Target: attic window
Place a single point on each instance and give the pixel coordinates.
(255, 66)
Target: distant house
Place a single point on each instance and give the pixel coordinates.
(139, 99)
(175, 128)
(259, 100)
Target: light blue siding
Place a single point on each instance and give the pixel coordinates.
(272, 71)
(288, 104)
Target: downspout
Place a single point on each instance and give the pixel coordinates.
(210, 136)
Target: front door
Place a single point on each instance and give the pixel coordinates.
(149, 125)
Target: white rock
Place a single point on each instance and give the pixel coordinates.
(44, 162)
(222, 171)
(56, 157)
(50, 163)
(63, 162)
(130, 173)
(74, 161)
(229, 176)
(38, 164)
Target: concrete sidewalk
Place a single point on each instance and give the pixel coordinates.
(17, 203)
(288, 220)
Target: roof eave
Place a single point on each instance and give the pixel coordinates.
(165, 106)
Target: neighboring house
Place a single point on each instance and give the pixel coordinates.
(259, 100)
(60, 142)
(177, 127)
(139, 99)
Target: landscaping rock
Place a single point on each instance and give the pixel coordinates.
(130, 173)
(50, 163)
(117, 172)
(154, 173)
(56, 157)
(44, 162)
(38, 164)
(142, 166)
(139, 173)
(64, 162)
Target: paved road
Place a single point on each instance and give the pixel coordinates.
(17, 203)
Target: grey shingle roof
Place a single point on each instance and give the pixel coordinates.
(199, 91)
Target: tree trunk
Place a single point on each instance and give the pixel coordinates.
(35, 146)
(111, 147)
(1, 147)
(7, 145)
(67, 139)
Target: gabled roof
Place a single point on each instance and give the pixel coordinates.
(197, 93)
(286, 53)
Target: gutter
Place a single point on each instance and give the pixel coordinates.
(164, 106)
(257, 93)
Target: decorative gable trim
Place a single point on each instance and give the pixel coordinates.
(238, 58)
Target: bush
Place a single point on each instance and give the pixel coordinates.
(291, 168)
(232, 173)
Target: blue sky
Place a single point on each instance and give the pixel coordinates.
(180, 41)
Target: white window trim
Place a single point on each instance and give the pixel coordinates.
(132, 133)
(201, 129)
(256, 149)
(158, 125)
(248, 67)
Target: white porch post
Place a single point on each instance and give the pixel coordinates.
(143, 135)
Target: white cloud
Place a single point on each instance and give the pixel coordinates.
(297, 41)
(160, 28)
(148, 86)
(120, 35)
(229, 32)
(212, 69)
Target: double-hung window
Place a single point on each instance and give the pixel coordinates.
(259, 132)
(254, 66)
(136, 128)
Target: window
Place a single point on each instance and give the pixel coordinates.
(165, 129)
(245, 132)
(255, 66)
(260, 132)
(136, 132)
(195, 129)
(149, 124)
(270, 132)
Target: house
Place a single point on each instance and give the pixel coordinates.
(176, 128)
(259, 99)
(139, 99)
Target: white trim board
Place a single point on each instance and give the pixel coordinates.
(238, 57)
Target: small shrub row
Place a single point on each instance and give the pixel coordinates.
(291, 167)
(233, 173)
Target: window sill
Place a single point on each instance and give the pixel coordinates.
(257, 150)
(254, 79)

* * *

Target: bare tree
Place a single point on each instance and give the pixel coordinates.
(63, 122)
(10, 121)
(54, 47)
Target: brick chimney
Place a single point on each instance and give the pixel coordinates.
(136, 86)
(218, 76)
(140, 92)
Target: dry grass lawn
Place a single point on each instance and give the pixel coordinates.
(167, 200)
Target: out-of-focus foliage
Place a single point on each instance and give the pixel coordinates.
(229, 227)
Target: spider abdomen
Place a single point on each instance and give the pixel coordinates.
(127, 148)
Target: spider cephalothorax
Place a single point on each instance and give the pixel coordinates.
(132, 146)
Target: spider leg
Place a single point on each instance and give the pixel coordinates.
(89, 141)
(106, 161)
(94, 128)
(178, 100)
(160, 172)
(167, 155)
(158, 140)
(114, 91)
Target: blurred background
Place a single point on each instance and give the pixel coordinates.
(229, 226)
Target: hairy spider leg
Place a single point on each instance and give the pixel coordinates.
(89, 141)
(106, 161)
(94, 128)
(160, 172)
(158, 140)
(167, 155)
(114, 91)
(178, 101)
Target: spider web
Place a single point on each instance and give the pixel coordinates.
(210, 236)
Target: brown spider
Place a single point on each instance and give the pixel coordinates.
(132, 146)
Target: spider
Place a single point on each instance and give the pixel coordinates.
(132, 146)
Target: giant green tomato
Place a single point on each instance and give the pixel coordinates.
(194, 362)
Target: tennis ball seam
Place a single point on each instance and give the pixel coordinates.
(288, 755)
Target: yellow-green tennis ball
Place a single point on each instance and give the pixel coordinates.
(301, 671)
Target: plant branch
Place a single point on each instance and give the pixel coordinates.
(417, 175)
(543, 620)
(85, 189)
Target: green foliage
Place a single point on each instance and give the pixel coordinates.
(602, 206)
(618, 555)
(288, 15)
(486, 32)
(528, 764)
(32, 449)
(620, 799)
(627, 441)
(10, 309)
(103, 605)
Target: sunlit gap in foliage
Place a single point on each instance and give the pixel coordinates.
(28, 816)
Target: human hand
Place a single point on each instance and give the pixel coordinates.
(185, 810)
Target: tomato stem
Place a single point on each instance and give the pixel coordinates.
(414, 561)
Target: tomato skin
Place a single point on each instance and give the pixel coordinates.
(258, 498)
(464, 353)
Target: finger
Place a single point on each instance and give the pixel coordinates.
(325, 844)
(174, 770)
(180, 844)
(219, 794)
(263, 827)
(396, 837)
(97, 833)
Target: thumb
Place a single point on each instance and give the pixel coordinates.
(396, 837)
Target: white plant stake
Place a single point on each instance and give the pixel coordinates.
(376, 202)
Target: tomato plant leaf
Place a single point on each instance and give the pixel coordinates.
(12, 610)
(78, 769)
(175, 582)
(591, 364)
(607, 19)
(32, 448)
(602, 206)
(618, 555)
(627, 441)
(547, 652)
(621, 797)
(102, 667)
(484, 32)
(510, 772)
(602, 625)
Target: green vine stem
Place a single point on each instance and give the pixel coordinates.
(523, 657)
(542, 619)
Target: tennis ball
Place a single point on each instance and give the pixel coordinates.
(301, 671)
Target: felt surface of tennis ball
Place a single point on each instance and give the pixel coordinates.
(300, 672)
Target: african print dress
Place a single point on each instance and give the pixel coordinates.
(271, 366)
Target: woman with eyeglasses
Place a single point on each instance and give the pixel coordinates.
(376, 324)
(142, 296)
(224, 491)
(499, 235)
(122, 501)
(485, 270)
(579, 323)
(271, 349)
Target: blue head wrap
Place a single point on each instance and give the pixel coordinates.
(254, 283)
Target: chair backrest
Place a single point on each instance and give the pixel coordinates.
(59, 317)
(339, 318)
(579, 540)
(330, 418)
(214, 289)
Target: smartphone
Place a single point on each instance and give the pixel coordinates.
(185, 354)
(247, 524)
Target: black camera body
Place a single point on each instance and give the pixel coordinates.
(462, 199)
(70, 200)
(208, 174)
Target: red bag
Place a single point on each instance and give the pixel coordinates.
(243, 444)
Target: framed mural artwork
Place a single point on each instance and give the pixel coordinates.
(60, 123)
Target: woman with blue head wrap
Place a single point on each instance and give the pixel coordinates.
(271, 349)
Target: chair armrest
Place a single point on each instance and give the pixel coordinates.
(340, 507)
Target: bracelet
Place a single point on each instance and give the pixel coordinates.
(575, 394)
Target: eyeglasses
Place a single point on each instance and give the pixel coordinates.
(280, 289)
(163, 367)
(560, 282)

--

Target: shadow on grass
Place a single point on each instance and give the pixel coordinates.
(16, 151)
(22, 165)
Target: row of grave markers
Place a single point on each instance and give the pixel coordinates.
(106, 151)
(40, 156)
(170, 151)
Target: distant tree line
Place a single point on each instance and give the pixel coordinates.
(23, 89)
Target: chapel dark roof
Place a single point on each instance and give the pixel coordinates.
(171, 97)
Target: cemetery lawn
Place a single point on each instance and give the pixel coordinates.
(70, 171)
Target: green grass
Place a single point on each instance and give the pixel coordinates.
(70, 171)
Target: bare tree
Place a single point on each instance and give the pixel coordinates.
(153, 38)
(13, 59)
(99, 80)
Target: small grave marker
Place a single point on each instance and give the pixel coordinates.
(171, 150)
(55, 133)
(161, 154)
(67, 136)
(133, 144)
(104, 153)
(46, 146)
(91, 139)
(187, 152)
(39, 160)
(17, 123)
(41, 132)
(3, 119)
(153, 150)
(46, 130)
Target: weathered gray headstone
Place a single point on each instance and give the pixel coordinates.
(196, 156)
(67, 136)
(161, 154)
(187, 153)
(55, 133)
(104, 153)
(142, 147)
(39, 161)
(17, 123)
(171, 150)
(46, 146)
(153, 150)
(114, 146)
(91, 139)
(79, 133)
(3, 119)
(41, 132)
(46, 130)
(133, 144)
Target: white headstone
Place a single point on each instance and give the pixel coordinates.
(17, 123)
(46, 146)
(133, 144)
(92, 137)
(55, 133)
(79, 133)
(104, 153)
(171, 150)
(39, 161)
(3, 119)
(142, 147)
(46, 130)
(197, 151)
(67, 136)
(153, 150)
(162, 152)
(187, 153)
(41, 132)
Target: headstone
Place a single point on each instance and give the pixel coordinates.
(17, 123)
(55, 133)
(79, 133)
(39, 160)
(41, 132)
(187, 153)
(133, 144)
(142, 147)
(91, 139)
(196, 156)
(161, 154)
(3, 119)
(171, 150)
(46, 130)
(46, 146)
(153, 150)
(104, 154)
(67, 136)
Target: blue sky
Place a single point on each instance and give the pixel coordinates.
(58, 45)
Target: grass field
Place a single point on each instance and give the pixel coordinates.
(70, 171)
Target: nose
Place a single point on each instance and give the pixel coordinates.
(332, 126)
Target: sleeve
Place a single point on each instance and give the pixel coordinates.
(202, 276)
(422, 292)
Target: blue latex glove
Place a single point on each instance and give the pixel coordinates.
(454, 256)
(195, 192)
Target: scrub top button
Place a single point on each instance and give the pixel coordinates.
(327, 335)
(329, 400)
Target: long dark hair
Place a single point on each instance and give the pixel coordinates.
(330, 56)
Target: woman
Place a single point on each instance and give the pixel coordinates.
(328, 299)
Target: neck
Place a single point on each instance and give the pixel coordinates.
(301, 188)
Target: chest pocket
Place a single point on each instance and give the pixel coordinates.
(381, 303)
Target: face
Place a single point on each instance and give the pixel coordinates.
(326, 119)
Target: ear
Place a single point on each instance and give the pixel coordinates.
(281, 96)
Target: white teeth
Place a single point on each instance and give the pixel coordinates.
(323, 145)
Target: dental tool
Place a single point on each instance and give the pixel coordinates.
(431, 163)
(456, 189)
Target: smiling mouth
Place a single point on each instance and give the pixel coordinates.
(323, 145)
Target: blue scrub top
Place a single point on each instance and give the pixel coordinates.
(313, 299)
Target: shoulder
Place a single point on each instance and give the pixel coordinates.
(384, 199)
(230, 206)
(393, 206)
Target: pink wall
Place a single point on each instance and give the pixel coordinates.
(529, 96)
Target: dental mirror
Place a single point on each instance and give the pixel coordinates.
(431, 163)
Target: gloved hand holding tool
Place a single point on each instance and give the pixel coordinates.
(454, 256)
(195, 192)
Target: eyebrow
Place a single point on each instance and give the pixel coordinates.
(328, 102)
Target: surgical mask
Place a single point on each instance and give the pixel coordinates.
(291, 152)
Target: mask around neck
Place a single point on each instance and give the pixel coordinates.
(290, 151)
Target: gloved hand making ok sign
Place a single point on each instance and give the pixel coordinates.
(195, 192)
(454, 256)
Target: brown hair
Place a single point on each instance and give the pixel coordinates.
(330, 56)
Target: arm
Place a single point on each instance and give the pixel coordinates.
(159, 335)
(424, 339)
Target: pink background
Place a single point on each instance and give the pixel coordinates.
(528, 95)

> PROBLEM DESCRIPTION
How many lines of the listing include the string "brown"? Give only the number.

> RESPONSE AREA
2